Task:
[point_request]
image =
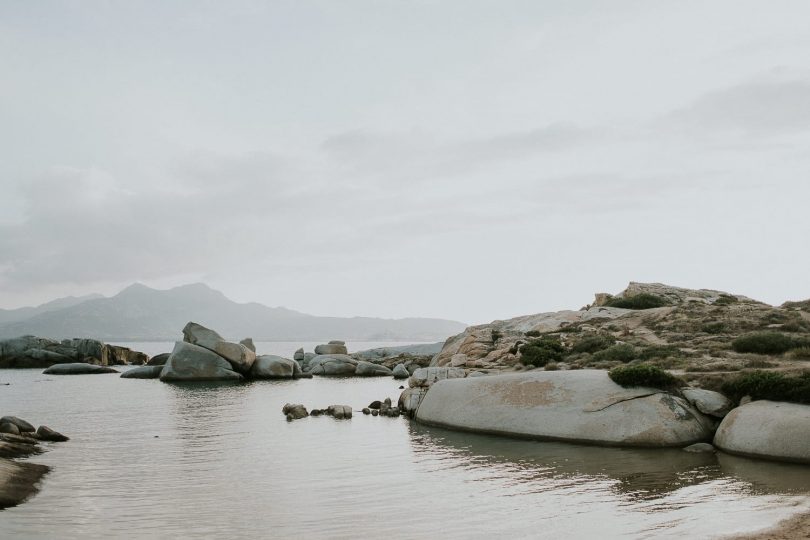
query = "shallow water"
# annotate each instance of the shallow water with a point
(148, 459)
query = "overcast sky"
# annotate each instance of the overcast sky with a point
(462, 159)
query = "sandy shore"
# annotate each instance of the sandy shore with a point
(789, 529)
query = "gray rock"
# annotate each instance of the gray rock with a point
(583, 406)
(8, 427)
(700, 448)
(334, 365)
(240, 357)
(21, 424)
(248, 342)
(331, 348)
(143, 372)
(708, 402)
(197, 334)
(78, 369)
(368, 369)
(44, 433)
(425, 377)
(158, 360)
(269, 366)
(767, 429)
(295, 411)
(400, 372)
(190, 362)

» **WRITTEN PROBLEM**: Rewrite the records with every "gray rock" changed to "gray stone" and nothing else altered. Omit the pictures from your answer.

» **EXERCISE OUTPUT**:
Task:
[point_request]
image =
query = "shallow water"
# annotate each instance of the shallow water with a point
(148, 459)
query = "overcast sky"
# annotate each instance of the overcast sky with a point
(462, 159)
query = "sandy shore"
# annotate each instance of the sandy shore with a point
(789, 529)
query = "gray stone"
# annotate each instance of the gray stone with a point
(583, 406)
(8, 427)
(700, 448)
(334, 365)
(240, 357)
(21, 424)
(248, 342)
(331, 348)
(143, 372)
(708, 402)
(197, 334)
(78, 369)
(368, 369)
(44, 433)
(425, 377)
(158, 360)
(269, 366)
(767, 429)
(295, 411)
(400, 372)
(190, 362)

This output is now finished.